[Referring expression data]
+ + + + + + +

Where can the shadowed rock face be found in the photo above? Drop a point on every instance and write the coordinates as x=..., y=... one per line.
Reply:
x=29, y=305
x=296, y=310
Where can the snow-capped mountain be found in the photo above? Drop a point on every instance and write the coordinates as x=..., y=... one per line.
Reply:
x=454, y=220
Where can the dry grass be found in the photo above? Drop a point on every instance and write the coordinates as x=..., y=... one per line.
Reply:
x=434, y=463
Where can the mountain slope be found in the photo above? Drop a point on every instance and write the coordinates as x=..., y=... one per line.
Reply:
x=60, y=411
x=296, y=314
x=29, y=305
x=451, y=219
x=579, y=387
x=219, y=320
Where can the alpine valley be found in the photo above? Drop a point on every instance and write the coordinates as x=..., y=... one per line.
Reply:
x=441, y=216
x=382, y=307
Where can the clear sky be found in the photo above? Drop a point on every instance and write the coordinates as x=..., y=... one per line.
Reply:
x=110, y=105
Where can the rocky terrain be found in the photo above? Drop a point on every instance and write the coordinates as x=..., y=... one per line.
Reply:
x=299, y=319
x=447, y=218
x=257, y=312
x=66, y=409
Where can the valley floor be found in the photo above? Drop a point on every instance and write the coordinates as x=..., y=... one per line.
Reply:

+ + + + + + +

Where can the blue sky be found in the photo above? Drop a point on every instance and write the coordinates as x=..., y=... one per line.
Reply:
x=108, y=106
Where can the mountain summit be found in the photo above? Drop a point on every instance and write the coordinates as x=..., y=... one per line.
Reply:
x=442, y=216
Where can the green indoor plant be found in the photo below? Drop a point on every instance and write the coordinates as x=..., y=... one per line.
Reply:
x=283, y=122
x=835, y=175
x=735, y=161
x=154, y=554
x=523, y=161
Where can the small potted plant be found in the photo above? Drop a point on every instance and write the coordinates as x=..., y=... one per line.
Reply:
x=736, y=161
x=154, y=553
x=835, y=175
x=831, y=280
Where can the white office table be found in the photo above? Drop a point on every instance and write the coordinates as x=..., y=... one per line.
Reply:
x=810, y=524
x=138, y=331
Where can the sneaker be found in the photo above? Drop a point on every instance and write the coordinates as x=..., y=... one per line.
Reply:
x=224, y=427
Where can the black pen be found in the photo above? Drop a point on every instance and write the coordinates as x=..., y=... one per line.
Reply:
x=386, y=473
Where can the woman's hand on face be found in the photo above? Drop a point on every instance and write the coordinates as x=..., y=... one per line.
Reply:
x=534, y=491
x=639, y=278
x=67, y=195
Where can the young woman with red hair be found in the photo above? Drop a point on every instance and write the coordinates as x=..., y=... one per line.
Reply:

+ + + + + + +

Requirement — Show all lines from the entries that hold "plant".

Your solution —
Where can the green indoor plant be found in the photo below? Drop a point on every instance and write the coordinates as x=..., y=... one per line.
Where can the small potted plant be found in the photo above? Drop a point on every instance and write the coordinates as x=..., y=... one per line.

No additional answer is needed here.